■ 課題 1
下の原文抜粋に載っている寮歌の歌詞から、「故郷」という語を含む行をすべて抜き出す。

##### 原文抜粋 #####

この懐かしき本たちよ!

まだ私の手元に残っている懐かしい本とそれにまつわるいろいろな思い出、その他、とりとめのない思いを書き綴りたい。

# 589 月見草の歌

2009年07月10日 | 
先日、ある会の後でお酒を飲みながらみんなで思い思いに雑談していたときに、向かいに座っていた私より何年か先輩のKさんが言った。
「旧制一高の寮歌には女性が出てこないんだよね。」

私は旧制高校の寮歌の知識はほんの少しはある。たしか旧制一高の寮歌には思い当たる文句はない。
私はふと思いついた。そして言った。
「商船学校(東京高等商船学校)の「白菊の歌」には女性が出てきますよね。」
Kさんはうなずく。

「白菊の花」について私はすでにこのブログに書いている。

故郷の空を眺めつつ
ああ父母は今いづこ
我が恋人は今いかに
少年左手に持つものは

月の光に照らされて
傍の友に語るやう
もとこのものは故郷の
外山のかげに咲き残る

遅れ咲きなる白菊を
吾れ故郷を出づる時
君が形見と贈られし
真心こめしこの栞

海山遠く隔たつとも
彼が形見を思ひ出に
朝な夕なに眺めつつ
云はんとすれど悲しやな

涙の為に遮られ
そのままトップに打ち伏しぬ
やがて少年身を起こし
遠き故郷を眺めつ

この歌には見事に女性が出てくる。

すると、私の横に座っていたこれも先輩にあたるIさんが、「月見草の歌」がありますね。」とおっしゃる。
「そうだね。」とKさん。

##### 提供データ #####

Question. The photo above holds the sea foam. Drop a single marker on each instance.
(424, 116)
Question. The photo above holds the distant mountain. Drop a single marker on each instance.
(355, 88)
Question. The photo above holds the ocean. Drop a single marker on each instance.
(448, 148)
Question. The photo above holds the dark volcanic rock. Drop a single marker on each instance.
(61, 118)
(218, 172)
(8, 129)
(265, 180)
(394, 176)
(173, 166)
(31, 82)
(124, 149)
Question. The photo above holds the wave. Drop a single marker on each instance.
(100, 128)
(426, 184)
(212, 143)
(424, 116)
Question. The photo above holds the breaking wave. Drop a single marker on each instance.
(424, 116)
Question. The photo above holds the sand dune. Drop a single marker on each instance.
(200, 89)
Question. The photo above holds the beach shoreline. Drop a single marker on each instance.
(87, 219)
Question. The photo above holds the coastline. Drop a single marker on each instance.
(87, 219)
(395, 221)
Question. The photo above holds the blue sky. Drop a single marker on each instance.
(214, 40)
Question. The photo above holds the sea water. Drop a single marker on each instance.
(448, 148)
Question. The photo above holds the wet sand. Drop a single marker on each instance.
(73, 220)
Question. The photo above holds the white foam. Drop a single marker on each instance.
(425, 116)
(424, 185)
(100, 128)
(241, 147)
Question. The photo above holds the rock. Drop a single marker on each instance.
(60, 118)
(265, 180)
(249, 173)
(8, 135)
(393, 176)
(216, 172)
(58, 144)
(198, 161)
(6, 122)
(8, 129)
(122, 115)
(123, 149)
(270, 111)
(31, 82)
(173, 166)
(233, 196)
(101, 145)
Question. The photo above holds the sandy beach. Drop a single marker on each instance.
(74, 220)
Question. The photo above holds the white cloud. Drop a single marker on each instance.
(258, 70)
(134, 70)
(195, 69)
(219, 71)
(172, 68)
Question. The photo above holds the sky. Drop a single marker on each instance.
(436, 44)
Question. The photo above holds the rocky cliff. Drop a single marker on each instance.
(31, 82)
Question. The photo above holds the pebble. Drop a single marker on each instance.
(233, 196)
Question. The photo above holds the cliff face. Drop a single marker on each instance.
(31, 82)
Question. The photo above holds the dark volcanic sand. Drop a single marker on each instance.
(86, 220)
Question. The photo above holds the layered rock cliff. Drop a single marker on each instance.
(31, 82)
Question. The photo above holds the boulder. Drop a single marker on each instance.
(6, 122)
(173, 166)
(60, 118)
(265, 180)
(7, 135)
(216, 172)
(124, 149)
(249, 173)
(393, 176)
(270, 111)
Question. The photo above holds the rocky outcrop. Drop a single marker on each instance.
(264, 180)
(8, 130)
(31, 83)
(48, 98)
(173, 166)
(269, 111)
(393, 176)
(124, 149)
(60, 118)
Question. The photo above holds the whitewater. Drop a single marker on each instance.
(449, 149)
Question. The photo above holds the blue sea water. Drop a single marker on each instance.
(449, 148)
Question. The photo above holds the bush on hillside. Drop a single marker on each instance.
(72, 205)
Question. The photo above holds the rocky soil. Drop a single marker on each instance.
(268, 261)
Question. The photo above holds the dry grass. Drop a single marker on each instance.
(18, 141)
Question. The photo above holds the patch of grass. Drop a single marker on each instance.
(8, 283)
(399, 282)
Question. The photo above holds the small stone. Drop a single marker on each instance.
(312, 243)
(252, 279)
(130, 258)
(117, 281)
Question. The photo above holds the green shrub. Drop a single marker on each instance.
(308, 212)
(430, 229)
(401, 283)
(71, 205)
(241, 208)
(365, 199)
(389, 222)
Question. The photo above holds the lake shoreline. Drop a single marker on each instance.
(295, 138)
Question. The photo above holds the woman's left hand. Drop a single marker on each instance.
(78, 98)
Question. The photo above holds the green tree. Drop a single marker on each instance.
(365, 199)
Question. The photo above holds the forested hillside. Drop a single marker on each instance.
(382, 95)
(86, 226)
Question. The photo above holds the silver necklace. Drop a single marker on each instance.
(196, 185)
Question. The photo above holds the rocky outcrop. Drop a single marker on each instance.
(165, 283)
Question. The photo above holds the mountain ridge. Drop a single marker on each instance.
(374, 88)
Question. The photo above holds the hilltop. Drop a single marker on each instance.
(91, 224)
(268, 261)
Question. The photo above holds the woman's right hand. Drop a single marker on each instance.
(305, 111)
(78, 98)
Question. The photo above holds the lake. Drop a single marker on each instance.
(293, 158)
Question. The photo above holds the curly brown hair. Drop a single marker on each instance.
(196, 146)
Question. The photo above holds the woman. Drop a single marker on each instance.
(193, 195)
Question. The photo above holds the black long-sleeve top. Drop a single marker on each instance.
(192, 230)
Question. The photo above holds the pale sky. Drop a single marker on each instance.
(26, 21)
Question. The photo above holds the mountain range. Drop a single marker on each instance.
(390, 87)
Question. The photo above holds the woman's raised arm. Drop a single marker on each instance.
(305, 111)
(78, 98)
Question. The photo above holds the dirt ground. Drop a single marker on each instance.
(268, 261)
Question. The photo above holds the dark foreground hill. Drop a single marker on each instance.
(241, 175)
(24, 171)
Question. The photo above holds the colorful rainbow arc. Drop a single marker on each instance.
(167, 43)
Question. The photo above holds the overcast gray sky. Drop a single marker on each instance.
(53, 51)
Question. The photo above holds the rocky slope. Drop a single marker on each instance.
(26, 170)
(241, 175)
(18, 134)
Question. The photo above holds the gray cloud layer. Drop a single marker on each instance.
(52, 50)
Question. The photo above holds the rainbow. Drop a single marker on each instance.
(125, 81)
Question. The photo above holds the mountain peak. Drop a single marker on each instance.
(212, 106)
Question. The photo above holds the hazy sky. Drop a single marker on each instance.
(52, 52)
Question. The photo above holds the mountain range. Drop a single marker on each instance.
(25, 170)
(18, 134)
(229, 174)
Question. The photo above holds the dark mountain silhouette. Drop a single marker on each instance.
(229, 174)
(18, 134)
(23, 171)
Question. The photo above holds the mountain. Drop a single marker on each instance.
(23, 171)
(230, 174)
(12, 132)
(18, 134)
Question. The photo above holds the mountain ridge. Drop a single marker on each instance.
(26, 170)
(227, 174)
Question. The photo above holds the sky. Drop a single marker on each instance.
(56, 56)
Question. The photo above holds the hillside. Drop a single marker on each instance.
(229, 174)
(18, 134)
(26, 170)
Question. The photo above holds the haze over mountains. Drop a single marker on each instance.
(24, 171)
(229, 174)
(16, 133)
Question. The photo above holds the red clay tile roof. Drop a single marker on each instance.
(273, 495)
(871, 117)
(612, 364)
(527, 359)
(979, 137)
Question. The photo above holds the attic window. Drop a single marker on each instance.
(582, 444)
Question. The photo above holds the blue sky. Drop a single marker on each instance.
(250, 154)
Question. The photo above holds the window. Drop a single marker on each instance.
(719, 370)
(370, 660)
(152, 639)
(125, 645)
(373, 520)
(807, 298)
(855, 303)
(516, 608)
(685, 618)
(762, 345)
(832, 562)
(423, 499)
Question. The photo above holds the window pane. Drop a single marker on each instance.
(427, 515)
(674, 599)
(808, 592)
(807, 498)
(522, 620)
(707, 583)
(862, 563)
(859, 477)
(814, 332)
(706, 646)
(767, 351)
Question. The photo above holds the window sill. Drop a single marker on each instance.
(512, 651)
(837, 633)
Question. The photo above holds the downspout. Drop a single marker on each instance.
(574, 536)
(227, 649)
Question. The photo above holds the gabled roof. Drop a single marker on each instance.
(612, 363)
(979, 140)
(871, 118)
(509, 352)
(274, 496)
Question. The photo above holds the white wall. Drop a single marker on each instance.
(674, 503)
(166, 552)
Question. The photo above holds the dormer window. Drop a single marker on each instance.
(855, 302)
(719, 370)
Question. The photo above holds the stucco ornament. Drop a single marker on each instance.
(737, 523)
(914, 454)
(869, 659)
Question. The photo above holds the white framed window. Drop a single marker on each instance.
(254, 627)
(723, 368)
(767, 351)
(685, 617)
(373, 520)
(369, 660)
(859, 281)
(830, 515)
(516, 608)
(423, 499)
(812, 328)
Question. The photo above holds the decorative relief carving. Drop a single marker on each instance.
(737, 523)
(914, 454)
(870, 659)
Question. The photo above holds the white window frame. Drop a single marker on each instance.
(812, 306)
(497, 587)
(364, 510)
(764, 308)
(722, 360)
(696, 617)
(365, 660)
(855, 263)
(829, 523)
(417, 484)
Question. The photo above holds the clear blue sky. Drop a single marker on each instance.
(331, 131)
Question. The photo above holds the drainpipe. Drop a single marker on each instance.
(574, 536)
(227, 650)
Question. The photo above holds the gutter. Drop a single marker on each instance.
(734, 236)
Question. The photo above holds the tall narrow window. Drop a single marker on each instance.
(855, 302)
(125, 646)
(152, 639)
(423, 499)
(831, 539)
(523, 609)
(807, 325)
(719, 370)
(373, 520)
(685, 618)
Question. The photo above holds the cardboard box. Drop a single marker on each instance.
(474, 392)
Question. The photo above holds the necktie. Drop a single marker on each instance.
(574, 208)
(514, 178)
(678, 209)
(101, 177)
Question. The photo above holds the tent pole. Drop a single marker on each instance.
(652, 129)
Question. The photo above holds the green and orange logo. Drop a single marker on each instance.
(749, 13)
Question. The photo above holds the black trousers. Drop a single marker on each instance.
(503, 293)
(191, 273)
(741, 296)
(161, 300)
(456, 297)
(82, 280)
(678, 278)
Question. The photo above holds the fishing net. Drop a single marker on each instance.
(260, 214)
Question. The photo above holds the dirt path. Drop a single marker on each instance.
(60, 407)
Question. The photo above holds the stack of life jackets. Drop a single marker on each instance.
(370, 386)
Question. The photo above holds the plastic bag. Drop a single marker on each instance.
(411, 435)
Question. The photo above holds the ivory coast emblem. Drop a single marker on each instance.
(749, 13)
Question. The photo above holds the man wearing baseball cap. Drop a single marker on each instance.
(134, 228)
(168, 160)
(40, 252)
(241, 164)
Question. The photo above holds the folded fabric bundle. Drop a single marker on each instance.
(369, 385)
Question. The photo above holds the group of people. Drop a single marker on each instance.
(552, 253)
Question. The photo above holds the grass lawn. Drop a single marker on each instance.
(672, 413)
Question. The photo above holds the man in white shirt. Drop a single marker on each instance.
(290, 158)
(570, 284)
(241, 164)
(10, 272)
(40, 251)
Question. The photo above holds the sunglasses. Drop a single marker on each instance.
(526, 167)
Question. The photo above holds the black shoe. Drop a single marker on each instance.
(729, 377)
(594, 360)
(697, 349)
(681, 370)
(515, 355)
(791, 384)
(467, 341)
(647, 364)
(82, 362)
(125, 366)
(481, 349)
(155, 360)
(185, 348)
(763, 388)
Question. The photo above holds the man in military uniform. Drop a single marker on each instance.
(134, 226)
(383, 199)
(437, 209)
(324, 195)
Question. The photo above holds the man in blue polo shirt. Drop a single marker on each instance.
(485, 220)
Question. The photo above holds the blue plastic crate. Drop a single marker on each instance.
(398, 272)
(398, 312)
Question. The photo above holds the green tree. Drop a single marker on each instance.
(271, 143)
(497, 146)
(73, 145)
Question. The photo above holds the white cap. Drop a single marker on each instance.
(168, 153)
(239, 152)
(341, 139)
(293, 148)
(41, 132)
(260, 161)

#####

■ 課題 2
上のエントリから、「black」という語を含む行をすべて集める。大文字と小文字は区別する。

■ 正解 1
故郷の空を眺めつつ
もとこのものは故郷の
吾れ故郷を出づる時
遠き故郷を眺めつ

■ 正解 2
Question. The photo above holds the black long-sleeve top. Drop a single marker on each instance.
Question. The photo above holds the black trousers. Drop a single marker on each instance.
Question. The photo above holds the black shoe. Drop a single marker on each instance.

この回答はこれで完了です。